= Beginning of Section =

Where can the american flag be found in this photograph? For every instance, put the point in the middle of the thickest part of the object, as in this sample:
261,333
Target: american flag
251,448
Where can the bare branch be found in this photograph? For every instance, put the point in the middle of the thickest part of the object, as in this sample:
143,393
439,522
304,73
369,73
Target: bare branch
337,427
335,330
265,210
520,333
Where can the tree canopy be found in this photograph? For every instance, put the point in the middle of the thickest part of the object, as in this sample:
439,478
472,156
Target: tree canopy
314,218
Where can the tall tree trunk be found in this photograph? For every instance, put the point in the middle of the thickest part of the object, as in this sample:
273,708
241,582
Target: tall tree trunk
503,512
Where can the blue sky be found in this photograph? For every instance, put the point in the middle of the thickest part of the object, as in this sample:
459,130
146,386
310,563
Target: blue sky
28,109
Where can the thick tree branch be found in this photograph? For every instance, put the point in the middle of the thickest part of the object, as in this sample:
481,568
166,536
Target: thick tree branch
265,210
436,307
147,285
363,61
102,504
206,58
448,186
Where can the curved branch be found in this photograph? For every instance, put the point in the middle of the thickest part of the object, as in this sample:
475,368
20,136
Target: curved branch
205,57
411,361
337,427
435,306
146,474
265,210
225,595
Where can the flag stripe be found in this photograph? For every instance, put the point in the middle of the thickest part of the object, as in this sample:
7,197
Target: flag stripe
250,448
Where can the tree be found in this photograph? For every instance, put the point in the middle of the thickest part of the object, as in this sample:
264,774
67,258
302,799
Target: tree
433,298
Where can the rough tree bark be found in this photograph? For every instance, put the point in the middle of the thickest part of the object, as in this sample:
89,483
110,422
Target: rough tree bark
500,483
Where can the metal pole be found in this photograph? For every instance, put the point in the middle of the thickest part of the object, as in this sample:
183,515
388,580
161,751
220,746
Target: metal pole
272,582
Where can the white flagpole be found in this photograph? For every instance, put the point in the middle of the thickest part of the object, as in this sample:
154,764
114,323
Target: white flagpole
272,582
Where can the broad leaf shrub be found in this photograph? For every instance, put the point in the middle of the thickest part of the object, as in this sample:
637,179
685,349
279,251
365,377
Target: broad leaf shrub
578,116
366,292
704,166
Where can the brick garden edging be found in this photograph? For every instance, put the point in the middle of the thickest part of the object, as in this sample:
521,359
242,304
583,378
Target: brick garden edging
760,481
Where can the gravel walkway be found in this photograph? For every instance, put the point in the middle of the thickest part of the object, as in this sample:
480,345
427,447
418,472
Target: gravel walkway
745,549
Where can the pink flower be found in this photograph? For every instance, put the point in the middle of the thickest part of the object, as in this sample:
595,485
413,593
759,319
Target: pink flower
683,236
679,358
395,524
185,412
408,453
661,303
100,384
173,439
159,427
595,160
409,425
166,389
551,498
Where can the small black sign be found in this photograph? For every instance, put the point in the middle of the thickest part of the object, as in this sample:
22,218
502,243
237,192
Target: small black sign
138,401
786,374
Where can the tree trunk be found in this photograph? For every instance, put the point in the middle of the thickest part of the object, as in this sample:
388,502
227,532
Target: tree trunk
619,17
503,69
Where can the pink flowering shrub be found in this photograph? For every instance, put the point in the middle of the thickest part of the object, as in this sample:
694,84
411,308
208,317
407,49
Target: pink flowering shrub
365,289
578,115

= End of Section =

Exactly as shown, output all of the material above.

Where can the american flag be found in this photograph? For every instance, put the point in the middle of the thickest part of the object, as in this sample:
261,333
Target: american flag
251,448
Where can the bare branch be found in this photograph? For every instance, put the point in the middle of the thickest part of the object, as in this sample:
143,393
439,522
304,73
369,73
Target: bare branch
337,427
335,330
265,210
520,333
Where can the tree canopy be found in this photograph? For every instance, put the point in the middle of the thickest part of the object, as in this sample:
439,478
472,156
Target: tree canopy
314,218
Where can the tall tree trunk be found in this photograph? For every instance, put the point in the middle of the thickest part of the object, as in this sample:
273,708
241,582
Target: tall tree trunk
503,512
Where can the blue sky be found in this photograph? For every instance, put the point in the middle of the thickest part of the object, as in this sample:
459,130
146,386
310,563
Target: blue sky
28,109
Where can the thick tree branch be found in this photograph? For every instance, put the point in the middle of the thickest part of the object, as in this sample:
481,568
166,536
Target: thick tree branch
265,210
436,307
147,285
363,61
102,504
206,58
448,186
Where can the curved branch be found in this photograph? For every instance, put the point in the middle of the thickest part of the object, as in this sample:
475,368
20,136
Target: curved branch
205,57
411,361
337,427
435,306
146,474
265,210
225,595
Where can the flag stripe be found in this photograph? For every instance, put the point in the middle of the thickest part of the object, as in this sample:
7,197
Target: flag stripe
250,448
Where can the tree be found in this photograph? For every instance, put the point in the middle of the thickest part of the object, as in this sample:
264,774
67,258
302,799
Target: tree
433,298
Where can the rough tree bark be found in this photograph? For every instance, put the point in the middle of the thickest part of the object, as in this sample:
89,483
110,422
Target: rough tree bark
500,483
Where can the metal pole be found in this photograph? For every instance, put the point in the middle of the thickest part of the object, as in this sample:
183,515
388,580
161,751
220,746
Target: metal pole
272,582
Where can the white flagpole be found in this photograph? For every instance, put the point in the middle of the thickest part of the object, as in this sample:
154,764
114,323
Target: white flagpole
272,582
Where can the broad leaf shrub be found in this photograph? For every instance, put the point in the middle of the thickest part of the object, as in this sample:
637,179
685,349
279,251
365,377
Target: broad leaf shrub
578,116
366,292
704,166
Where can the brick garden edging be found in this photograph? For every instance, put the point in the middle of the thickest part of the object, as in this sample:
521,359
242,304
583,378
Target: brick garden edging
760,481
Where can the gravel walkway be found in this photograph? For every instance, put the point in the middle of the thickest part of the object, as in this sample:
480,345
427,447
418,472
Target: gravel walkway
745,549
Where can the pink flower be found in this photograph? For every instance, put the point in the middle of the thickest part of the object, as in this sample:
595,485
413,593
759,319
Target: pink flower
683,236
679,358
395,524
185,412
408,453
661,303
100,384
173,439
159,427
595,160
409,425
166,389
551,498
Where can the small black sign be found in this photograph? For every instance, put the point in the middle of the thickest part of the object, as in this sample:
22,218
502,243
237,192
Target: small black sign
138,401
786,374
Where can the tree trunk be found in this photograph? For every instance, put the point in the middle of the thickest part of the object, as in this sample:
388,502
227,532
Target: tree trunk
619,17
503,69
Where can the pink flowering shrub be found in this photograph? For every instance, put the point in the middle of the thickest part of the object, as in this sample:
694,84
411,308
208,317
407,49
Target: pink flowering shrub
365,289
578,115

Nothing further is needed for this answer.